[Exercise details]
Copy out every line below that contains the string "Target", matching case exactly.

[Given entries]
• • • • •

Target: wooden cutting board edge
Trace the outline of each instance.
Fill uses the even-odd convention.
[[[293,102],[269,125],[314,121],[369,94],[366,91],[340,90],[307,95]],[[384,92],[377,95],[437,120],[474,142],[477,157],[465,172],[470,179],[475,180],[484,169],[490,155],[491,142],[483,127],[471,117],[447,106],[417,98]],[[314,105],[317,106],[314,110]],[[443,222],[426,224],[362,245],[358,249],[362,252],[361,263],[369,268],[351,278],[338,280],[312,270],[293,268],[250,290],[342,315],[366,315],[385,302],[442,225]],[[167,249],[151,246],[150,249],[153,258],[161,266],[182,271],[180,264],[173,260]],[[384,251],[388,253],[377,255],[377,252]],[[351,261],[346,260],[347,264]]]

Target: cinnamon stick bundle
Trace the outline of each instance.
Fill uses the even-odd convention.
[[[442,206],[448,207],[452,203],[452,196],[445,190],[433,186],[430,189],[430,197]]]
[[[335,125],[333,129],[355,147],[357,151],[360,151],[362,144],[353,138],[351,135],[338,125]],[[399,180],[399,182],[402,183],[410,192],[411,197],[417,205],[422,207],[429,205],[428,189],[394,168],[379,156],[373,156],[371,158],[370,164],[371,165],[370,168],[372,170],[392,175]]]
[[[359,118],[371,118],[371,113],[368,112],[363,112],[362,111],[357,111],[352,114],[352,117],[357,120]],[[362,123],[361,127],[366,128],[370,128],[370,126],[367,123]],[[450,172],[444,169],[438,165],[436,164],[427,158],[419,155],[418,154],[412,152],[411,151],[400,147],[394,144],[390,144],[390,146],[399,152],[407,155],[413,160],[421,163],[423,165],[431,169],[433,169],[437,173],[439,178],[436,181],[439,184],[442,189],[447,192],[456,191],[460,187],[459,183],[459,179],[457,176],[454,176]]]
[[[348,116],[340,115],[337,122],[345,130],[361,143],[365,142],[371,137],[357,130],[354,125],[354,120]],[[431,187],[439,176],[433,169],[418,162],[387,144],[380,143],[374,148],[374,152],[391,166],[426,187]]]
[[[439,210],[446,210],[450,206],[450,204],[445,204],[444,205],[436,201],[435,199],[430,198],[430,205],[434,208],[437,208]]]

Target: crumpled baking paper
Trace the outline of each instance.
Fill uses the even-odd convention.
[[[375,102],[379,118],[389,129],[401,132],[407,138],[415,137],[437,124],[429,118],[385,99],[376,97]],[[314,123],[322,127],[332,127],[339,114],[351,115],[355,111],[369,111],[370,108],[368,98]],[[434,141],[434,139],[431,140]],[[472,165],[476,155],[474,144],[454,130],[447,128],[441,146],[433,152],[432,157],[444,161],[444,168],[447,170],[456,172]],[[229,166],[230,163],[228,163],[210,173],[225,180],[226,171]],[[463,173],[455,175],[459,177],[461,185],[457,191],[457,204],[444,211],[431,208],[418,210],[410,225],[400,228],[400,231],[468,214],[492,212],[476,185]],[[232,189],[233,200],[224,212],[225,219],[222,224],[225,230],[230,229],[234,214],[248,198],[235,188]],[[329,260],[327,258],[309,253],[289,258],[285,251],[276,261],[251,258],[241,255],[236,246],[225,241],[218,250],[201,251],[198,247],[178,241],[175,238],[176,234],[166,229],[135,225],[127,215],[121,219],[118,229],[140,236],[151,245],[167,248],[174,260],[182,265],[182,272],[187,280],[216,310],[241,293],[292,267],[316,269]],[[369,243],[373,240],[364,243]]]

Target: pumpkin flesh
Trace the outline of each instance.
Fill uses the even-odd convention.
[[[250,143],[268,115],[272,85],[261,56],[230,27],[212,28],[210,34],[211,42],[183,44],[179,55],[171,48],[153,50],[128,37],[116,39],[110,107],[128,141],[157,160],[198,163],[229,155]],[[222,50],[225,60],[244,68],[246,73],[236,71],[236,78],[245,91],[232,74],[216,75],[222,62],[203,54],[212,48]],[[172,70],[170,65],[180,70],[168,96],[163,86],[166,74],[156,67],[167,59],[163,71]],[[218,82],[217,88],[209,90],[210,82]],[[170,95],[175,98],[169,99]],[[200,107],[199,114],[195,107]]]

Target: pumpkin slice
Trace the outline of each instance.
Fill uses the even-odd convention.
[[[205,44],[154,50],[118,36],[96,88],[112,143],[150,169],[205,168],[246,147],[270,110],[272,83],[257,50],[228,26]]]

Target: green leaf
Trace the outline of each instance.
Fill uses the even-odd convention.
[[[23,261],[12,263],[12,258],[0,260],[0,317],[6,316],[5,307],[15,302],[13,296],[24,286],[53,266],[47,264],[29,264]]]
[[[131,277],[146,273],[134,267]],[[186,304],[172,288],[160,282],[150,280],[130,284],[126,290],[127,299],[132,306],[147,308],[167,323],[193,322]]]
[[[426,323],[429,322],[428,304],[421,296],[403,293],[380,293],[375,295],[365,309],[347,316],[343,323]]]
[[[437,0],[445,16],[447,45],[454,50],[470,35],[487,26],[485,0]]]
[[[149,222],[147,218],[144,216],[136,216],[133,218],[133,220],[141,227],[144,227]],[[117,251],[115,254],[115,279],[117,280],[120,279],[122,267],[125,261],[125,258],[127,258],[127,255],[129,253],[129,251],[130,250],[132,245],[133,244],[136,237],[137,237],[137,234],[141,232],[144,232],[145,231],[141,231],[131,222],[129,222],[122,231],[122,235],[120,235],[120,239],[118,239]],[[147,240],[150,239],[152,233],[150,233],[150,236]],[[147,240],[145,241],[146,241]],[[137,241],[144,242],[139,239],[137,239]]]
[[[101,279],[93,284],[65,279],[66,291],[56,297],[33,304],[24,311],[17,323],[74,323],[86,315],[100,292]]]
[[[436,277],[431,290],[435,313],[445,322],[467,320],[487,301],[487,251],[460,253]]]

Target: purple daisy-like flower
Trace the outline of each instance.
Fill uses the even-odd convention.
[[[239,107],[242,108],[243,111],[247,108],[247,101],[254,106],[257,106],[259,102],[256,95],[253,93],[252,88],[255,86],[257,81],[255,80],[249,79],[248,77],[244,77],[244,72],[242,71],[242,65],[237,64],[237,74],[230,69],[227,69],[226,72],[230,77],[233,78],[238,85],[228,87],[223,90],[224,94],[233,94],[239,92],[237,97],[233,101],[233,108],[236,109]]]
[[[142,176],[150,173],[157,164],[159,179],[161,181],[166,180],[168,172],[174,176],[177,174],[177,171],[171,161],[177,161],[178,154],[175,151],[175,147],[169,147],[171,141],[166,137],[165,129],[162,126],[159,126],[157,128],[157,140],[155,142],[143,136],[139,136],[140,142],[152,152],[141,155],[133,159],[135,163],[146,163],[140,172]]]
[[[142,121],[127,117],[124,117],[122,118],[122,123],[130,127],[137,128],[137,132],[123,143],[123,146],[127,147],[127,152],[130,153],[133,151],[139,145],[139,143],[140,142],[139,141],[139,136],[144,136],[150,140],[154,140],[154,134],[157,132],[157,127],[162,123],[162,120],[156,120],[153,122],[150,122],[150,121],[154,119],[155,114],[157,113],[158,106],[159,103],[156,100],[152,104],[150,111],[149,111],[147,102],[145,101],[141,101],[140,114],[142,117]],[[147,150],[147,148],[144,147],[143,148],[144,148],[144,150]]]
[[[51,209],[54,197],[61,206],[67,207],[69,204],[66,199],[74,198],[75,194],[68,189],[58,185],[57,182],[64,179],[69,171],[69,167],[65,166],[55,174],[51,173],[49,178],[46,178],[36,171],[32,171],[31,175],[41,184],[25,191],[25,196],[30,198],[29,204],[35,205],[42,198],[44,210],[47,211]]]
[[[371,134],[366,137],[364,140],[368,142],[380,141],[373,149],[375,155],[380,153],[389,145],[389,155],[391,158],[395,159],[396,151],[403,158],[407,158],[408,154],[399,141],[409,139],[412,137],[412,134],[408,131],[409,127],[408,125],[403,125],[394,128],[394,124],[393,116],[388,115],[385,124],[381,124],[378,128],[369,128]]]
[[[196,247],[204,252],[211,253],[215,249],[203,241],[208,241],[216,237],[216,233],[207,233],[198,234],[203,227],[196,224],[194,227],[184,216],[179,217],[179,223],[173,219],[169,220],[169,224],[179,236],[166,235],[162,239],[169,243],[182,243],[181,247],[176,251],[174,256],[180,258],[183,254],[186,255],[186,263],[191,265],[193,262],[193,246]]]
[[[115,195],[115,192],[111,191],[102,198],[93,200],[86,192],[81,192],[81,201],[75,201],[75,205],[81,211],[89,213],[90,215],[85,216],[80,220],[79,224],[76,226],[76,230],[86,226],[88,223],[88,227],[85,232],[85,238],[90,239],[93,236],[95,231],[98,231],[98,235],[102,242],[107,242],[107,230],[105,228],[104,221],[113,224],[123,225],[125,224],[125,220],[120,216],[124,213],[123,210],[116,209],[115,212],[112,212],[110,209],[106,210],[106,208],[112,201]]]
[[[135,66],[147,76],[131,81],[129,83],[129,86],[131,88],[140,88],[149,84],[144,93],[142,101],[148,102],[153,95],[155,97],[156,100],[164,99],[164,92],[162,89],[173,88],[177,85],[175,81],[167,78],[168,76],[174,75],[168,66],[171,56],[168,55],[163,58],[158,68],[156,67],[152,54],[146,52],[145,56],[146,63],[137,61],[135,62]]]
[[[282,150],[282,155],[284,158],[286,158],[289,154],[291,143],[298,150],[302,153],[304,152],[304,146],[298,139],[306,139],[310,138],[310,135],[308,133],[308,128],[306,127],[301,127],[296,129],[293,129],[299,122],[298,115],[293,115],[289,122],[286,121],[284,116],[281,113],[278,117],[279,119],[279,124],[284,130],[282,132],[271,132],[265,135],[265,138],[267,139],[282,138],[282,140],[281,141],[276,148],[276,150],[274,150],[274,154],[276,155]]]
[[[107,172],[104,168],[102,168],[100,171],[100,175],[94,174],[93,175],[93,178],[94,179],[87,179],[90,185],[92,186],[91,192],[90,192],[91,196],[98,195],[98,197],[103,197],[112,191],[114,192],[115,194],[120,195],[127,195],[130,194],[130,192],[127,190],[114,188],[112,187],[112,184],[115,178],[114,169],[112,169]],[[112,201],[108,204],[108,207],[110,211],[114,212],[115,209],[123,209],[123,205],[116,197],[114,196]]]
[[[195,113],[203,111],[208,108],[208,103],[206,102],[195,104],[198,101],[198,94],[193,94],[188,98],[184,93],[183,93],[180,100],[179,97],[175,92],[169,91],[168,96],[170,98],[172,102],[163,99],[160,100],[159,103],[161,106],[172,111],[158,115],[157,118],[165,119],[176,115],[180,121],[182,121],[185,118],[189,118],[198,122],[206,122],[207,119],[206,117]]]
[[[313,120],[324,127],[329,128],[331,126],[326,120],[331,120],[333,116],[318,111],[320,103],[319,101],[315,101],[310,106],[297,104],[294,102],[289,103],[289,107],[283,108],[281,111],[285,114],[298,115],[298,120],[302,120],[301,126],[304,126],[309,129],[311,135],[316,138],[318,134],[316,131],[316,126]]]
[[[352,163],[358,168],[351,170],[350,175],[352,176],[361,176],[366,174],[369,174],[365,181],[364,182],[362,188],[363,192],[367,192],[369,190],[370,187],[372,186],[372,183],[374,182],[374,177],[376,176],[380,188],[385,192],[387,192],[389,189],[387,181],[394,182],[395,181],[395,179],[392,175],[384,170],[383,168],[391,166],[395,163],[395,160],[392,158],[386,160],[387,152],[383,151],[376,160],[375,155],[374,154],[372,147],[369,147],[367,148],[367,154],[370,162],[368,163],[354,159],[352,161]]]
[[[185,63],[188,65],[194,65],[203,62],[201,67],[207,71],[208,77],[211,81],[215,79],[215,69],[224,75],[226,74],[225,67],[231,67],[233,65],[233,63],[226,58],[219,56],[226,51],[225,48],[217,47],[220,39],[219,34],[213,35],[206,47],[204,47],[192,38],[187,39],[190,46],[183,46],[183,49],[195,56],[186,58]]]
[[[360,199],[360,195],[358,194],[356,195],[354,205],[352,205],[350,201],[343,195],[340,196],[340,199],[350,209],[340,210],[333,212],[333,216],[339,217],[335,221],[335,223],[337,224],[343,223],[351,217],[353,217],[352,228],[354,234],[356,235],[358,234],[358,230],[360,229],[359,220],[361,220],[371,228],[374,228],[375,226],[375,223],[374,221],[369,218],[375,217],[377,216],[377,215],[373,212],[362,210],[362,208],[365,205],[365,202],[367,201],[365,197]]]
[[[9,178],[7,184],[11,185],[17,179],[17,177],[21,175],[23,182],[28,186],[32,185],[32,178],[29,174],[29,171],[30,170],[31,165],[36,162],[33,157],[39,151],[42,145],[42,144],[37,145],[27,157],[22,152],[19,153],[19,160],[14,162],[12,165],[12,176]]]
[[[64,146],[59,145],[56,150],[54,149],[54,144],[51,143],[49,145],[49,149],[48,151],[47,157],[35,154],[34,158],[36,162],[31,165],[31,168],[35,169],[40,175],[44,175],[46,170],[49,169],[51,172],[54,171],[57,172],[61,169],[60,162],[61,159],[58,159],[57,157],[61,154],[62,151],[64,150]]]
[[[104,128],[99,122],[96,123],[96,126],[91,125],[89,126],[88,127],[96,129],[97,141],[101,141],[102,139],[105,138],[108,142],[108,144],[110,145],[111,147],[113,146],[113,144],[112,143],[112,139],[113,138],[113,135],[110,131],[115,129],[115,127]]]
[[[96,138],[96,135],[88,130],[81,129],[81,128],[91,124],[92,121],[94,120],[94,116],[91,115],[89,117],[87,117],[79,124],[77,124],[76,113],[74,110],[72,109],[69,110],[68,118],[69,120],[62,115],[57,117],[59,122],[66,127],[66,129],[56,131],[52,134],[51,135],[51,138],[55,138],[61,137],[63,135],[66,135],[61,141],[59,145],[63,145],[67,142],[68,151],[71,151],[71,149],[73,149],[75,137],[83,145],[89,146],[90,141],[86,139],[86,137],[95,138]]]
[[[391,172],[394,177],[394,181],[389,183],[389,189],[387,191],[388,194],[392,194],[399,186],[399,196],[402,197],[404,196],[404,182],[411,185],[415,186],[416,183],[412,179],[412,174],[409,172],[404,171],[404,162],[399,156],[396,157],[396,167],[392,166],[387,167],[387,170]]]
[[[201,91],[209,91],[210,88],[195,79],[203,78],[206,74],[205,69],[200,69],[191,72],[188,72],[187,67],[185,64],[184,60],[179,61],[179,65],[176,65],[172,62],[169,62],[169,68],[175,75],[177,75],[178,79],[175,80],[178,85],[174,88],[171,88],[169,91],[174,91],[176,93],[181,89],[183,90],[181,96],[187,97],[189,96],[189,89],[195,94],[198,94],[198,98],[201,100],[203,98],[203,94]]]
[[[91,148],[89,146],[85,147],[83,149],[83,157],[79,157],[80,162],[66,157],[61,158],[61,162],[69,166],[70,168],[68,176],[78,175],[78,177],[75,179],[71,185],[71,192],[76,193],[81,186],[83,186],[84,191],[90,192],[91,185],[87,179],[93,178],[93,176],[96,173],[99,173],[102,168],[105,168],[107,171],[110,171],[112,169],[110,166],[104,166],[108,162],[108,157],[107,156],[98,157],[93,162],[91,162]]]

• • • • •

[Reply to the exercise]
Target: wooden cutting board edge
Target: cinnamon stick bundle
Target: crumpled baking paper
Target: pumpkin flesh
Target: pumpkin slice
Target: green leaf
Target: purple daisy-like flower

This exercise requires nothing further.